FAMILY and friends have raised funds for the intensive care unit at Warrington Hospital in memory of a dad who spent his final days on the ward.

Dad-of-one Mark Bostock, from Callands, died aged 44 of a bleed on the brain in March this year following a fall.

It had been his second spell on the intensive care unit, having spent two weeks on the ward when he was placed into an induced coma the previous November after contracting pneumonia.

Niece Melissa McWilliams said: “He was the life and soul of the party – he was a fantastic dad to James and a fantastic uncle, brother and son.

“He was just a genuinely nice guy who would always make you smile when you entered a room – he was a character who did everything for everybody and was always putting other people before himself.

“If you asked everyone who was a part of Mark’s life, everybody would be able to give you a different story – he would try to make a joke out of everything and he still makes us laugh now with the stories that people come out with.

“The first time he was on the unit, Mark had started going into multiple organ failure and we were told that he wouldn’t survive – we got everybody in to come and say their goodbyes but miraculously he pulled through.

“When he was recovering he had the nurses in stitches.

“After he passed away we were asked whether he would like to donate his organs, and we all agreed that that’s what he’d want to do – again, Mark carried on giving even after his death and made people happy which was his life.”

________________________

• Questions to answer
• a. Summarize the article about Mark Bostock in three sentences.
• b. Reproduce the passage of the article between "Dad-of-one Mark Bostock, from" and "come out with.", inclusive.

________________________

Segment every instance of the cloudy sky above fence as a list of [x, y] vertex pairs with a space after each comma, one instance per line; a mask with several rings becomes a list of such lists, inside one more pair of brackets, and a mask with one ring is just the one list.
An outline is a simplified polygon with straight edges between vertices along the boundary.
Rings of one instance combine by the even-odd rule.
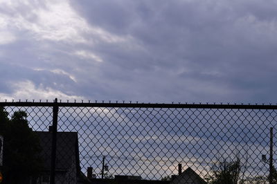
[[0, 101], [277, 102], [274, 0], [0, 1]]

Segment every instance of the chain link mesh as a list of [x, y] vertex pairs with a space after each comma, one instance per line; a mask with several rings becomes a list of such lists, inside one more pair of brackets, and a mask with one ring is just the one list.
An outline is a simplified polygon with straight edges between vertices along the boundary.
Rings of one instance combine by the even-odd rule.
[[[269, 156], [269, 129], [274, 127], [276, 132], [276, 110], [91, 106], [59, 105], [57, 155], [62, 155], [57, 156], [56, 169], [67, 167], [74, 173], [79, 164], [84, 176], [92, 167], [96, 178], [138, 176], [175, 183], [171, 176], [178, 175], [181, 164], [181, 172], [190, 168], [211, 182], [220, 167], [238, 160], [238, 182], [268, 182], [269, 166], [262, 155], [267, 159]], [[29, 127], [35, 131], [48, 131], [52, 125], [53, 107], [5, 109], [10, 117], [17, 111], [27, 112]], [[276, 134], [274, 140], [274, 165]], [[76, 160], [68, 163], [70, 159]], [[77, 183], [77, 180], [60, 183]]]

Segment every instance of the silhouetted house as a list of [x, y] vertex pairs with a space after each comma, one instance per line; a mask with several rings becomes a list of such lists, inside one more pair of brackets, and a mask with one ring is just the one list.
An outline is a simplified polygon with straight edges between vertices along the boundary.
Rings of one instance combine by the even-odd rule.
[[[40, 140], [41, 156], [44, 168], [37, 183], [50, 182], [51, 162], [52, 134], [51, 131], [35, 131]], [[55, 183], [84, 183], [84, 175], [80, 170], [78, 139], [77, 132], [57, 133]]]
[[207, 183], [202, 179], [190, 167], [186, 169], [180, 175], [174, 176], [170, 184], [206, 184]]

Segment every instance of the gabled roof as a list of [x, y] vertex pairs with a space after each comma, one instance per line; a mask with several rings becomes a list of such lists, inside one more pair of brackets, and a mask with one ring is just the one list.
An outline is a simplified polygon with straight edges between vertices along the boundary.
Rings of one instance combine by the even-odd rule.
[[170, 184], [177, 183], [206, 184], [207, 183], [194, 170], [193, 170], [190, 167], [188, 167], [180, 175], [177, 176], [170, 183]]
[[[49, 131], [35, 131], [42, 147], [41, 156], [44, 167], [49, 171], [51, 161], [52, 134]], [[77, 171], [80, 171], [80, 160], [77, 132], [57, 132], [56, 170], [66, 171], [76, 160]]]

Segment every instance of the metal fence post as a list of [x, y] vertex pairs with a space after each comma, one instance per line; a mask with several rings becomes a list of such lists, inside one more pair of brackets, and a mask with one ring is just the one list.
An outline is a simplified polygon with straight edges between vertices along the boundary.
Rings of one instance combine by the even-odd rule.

________________________

• Answers to the exercise
• a. Family and friends have raised funds for the intensive care unit at Warrington Hospital in memory of Mark Bostock, a 44-year-old dad-of-one from Callands who died of a bleed on the brain in March following a fall. His niece, Melissa McWilliams, described him as a genuinely nice man who made people laugh and always put others before himself. He had survived an earlier stay on the unit after contracting pneumonia, and after his death the family agreed to donate his organs.

• b.
Dad-of-one Mark Bostock, from Callands, died aged 44 of a bleed on the brain in March this year following a fall.

It had been his second spell on the intensive care unit, having spent two weeks on the ward when he was placed into an induced coma the previous November after contracting pneumonia.

Niece Melissa McWilliams said: “He was the life and soul of the party – he was a fantastic dad to James and a fantastic uncle, brother and son.

“He was just a genuinely nice guy who would always make you smile when you entered a room – he was a character who did everything for everybody and was always putting other people before himself.

“If you asked everyone who was a part of Mark’s life, everybody would be able to give you a different story – he would try to make a joke out of everything and he still makes us laugh now with the stories that people come out with.